Extracted data entries
- Opening Delimiter -
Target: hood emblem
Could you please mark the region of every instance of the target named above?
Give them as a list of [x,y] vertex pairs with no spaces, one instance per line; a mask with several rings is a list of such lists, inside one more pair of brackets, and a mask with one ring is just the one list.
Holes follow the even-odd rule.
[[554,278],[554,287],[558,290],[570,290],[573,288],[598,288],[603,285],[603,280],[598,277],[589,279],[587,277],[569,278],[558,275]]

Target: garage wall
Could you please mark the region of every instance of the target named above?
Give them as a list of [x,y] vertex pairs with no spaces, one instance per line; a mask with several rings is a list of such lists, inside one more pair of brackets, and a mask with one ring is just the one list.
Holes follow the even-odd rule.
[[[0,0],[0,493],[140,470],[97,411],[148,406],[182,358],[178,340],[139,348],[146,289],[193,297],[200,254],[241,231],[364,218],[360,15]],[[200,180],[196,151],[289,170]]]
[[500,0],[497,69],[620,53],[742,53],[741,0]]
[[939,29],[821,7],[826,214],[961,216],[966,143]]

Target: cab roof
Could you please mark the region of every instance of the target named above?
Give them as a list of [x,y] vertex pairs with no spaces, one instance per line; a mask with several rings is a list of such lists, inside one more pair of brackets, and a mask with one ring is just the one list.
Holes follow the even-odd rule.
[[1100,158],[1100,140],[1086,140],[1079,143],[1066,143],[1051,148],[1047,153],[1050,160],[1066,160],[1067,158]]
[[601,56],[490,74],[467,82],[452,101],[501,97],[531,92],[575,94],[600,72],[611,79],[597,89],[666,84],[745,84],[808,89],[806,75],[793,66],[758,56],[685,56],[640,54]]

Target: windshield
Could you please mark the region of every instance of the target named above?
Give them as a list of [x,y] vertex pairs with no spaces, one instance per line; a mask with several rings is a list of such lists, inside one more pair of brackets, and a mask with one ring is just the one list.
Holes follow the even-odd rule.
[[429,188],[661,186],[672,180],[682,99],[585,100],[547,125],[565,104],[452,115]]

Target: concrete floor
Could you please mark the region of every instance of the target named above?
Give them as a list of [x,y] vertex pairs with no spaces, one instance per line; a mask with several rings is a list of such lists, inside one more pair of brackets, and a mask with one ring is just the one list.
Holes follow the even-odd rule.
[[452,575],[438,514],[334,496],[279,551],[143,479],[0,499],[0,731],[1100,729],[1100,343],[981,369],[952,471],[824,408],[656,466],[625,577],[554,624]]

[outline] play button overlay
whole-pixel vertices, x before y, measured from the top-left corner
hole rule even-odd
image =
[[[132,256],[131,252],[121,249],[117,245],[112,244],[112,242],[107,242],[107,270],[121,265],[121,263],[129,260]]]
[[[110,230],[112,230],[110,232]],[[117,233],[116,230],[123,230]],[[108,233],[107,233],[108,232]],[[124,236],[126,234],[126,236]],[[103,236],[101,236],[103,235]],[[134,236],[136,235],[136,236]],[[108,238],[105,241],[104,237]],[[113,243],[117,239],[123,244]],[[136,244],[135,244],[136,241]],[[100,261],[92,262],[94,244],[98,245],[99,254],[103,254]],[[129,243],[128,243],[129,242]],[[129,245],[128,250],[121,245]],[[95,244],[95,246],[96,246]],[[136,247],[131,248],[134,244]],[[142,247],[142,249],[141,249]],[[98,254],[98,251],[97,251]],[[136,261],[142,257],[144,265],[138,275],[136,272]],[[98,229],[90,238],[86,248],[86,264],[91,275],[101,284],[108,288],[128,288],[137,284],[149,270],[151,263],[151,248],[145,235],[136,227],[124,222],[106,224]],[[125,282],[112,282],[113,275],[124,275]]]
- Closing Delimiter -
TASK STATEMENT> The full set of records must be output again exactly.

TASK SOLUTION>
Target: hood emblem
Could you please mark the region of every instance of the target named above?
Give them as a list of [x,y] vertex pairs with no spaces, one instance per line; a mask with several rings is a list of such lists, inside one more pair of brackets, and a mask with one ring is just the one list.
Holes follow the even-odd rule.
[[554,278],[554,287],[558,290],[570,290],[573,288],[598,288],[603,285],[603,280],[598,277],[589,279],[587,277],[569,278],[558,275]]

Target: garage wall
Could you please mark the region of every instance of the target named above?
Give them as a list of [x,y] vertex pairs with no spaces, one instance per line; a mask with several rings is a list of such lists, inside one more pair of brackets, and a mask with one ring is just the one list.
Holes follow the even-odd rule.
[[[0,0],[0,493],[140,470],[97,411],[148,406],[182,358],[178,340],[139,348],[146,289],[193,297],[200,254],[241,231],[364,218],[360,15]],[[200,180],[196,151],[289,170]]]
[[500,0],[497,69],[620,53],[742,53],[741,0]]
[[939,29],[821,7],[826,214],[961,216],[966,143]]

Target: cab roof
Could you please mark the region of every instance of the target named above?
Give them as a list of [x,y] vertex pairs with no spaces, one instance per line; a mask with several rings is a list of such lists, inside one more pair of brackets, and a mask with one ring is just the one list.
Holes follow the even-odd rule.
[[1100,158],[1100,140],[1086,140],[1079,143],[1066,143],[1051,148],[1047,153],[1050,160],[1066,160],[1067,158]]
[[601,56],[490,74],[467,82],[452,101],[501,97],[531,92],[575,94],[600,72],[611,79],[597,89],[666,84],[745,84],[808,89],[806,75],[793,66],[758,56],[685,56],[640,54]]

Target: windshield
Could you please mark the region of every instance of the target named above?
Give them as a list of [x,y] vertex pairs with no spaces, one instance per line; a mask with several rings is a list of such lists, inside one more pair of brackets, and a mask with one ring is just the one list.
Holes follow the even-odd rule.
[[429,188],[661,186],[672,180],[682,99],[585,100],[547,125],[565,104],[452,115]]

Target: concrete floor
Could you please mark the region of every instance of the target named above?
Give them as a list of [x,y] vertex pairs with no spaces, one instance per line; a mask with several rings is a list of such lists, inside one more pair of brackets, and a mask with one ring is just the one list.
Holes follow the even-odd rule.
[[452,575],[438,514],[334,496],[279,551],[143,479],[0,499],[0,731],[1100,729],[1100,343],[981,369],[952,471],[824,408],[656,466],[625,577],[554,624]]

[outline] play button overlay
whole-pixel vertices, x before y, measured from the top-left corner
hole rule even-odd
image =
[[[132,256],[131,252],[121,249],[117,245],[112,244],[112,242],[107,242],[107,270],[121,265],[121,263],[129,260]]]
[[[110,230],[112,230],[110,232]],[[117,233],[116,230],[123,230]],[[108,233],[107,233],[108,232]],[[124,236],[126,234],[126,236]],[[103,236],[101,236],[103,235]],[[134,236],[136,235],[136,236]],[[108,238],[105,241],[104,237]],[[113,243],[117,239],[123,244]],[[136,244],[135,244],[136,241]],[[100,261],[92,262],[94,244],[98,245],[99,254],[103,254]],[[129,243],[128,243],[129,242]],[[129,245],[128,250],[121,245]],[[95,244],[95,246],[96,246]],[[136,247],[131,248],[134,244]],[[142,247],[142,249],[141,249]],[[98,254],[98,251],[97,251]],[[136,261],[142,257],[144,265],[138,275],[136,272]],[[98,229],[90,238],[86,248],[86,264],[91,275],[101,284],[108,288],[128,288],[137,284],[149,270],[151,263],[151,248],[145,235],[136,227],[124,222],[106,224]],[[125,282],[112,282],[113,275],[124,275]]]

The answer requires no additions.